Blogs n' Ends
-Who among us doesn't think Britney Spears got so fucked up in Vegas she hauled off and married that childhood friend of hers?
-According to Fortune Magazine, Smucker's, Starbucks, The Container Store and The Scooter Store are among the Top 100 places to work in America. America's most admired companies include Walmart, Southwest Airlines, Dell Computer and Starbucks (again).
-That crook who shot Kinks' legend Ray Davies in New Orleans needs to be tried in Texas and dealt with accordingly. That bastard just shouldn't have be shooting at a retired Kink.
-I've been off beef since the Canucks sent us Mad Cow disease. I've tried to pretend I forgot, but even the idea of eating a slim beef taco makes my stomach start to lurch.
-On Tuesday, I start back in with my personal trainer, Willie, every other day until one of us dies. I tried to do it on my own and I didn't gain any weight, but my muscle tone doesn't make me want to walk around naked anymore. I do, however, have a brand new Pilates ball taking up a lot of space in my living room.
-The Army is forcing 7,000 soldiers stationed in Iraq, Afghanistan and Kuwait to keep from opting out of military duty, once they fulfill their contractual
obligations or reach their retirement dates, by means of a Stop Loss Order. Even if they want to quit, too bad. I bet they didn't know about that loophole
when they enlisted.

__DATA EXTRACT__:
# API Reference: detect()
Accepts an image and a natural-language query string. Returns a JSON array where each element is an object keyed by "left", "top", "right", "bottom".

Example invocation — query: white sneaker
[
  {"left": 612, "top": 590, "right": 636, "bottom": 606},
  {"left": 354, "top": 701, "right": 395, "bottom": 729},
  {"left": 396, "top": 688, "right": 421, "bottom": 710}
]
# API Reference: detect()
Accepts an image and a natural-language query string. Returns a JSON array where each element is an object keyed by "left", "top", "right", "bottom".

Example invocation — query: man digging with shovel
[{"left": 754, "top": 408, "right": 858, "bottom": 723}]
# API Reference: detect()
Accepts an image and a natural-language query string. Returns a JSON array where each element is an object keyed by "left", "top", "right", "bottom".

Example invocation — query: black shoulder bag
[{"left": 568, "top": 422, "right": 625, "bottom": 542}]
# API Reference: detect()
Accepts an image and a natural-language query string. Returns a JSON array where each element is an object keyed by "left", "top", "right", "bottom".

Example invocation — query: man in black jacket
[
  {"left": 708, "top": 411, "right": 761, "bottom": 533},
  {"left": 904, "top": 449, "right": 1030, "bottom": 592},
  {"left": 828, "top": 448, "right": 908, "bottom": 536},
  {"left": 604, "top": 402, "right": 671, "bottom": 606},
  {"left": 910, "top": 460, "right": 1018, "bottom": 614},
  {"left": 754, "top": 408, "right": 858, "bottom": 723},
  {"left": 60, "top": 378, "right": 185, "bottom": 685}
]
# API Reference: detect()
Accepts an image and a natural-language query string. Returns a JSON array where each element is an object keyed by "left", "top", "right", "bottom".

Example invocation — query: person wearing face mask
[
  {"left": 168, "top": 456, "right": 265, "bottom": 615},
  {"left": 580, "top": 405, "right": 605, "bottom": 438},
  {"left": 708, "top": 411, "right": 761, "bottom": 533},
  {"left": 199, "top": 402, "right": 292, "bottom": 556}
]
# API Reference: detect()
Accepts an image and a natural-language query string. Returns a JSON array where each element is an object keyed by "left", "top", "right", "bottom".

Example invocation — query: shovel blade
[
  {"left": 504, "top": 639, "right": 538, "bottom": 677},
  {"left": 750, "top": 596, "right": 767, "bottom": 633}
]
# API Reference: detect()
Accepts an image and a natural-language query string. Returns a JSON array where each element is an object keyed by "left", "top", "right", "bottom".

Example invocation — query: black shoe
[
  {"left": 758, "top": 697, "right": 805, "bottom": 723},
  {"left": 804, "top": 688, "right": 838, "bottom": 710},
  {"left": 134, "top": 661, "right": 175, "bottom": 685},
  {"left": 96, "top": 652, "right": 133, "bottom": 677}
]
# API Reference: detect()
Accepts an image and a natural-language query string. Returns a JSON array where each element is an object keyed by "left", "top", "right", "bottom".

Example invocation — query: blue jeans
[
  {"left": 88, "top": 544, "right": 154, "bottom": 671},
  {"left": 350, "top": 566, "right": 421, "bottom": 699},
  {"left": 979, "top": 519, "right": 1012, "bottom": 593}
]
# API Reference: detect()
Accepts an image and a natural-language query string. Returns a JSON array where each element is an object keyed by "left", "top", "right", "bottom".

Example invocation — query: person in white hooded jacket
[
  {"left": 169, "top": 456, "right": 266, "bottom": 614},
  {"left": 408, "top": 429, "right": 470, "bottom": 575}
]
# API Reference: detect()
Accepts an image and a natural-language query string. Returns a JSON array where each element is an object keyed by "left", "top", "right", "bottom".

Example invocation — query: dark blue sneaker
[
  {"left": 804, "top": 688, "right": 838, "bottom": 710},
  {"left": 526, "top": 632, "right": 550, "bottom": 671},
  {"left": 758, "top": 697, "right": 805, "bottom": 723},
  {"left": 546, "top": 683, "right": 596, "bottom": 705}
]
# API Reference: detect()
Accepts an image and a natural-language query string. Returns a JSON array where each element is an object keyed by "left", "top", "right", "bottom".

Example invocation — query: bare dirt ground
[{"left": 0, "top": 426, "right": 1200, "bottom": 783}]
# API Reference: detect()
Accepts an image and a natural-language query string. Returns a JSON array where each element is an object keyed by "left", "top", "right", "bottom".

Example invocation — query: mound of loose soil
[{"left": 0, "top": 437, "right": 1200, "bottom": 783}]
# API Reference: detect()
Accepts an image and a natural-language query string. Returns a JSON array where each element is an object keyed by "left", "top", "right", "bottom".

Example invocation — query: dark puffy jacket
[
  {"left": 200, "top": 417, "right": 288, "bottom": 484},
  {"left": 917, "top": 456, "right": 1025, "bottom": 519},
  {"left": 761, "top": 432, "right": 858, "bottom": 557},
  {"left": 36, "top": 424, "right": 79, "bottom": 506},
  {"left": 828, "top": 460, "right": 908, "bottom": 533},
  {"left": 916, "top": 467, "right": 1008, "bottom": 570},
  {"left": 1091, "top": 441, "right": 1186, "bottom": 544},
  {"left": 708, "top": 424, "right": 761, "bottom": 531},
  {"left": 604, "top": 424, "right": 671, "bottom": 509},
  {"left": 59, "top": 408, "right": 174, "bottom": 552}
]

__WHAT YOU NEED TO DO__:
1) Can you rewrite the paragraph of the Blogs n' Ends post that begins "According to Fortune Magazine" as a short list, keeping its main facts?
2) What comes next in the Blogs n' Ends post? Write a continuation that picks up after its last item, the one about the Army's Stop Loss Order.
The records have nothing to do with the Blogs n' Ends post.

__RESULTS OF THE TASKS__:
1)
- Fortune Magazine's Top 100 places to work in America include Smucker's, Starbucks, The Container Store and The Scooter Store.
- Fortune's most admired companies include Walmart, Southwest Airlines, Dell Computer and Starbucks.

2)
-Pete Rose finally admitted he bet on baseball games four or five times a week when he was in the business. He admitted it in his autobiography, in hopes
that his 14 years of lying about it won't keep him from the Hall of Fame. He said he would have sought help, "but there were no fancy rehab centers for gamblers like baseball had for drug addicts." I guess Gamblers Anonymous wasn't fancy enough for that clown.
-Consumer debt in the U.S. has more than doubled in the last 10 years. I think it's because Caller ID has made it so much easier to dodge bill collectors.
-Sunday in San Antonio we were able to wear shorts and T-shirts outside. On Monday, I had to wear silks under my clothes to keep from freezing my ass off. I am confused.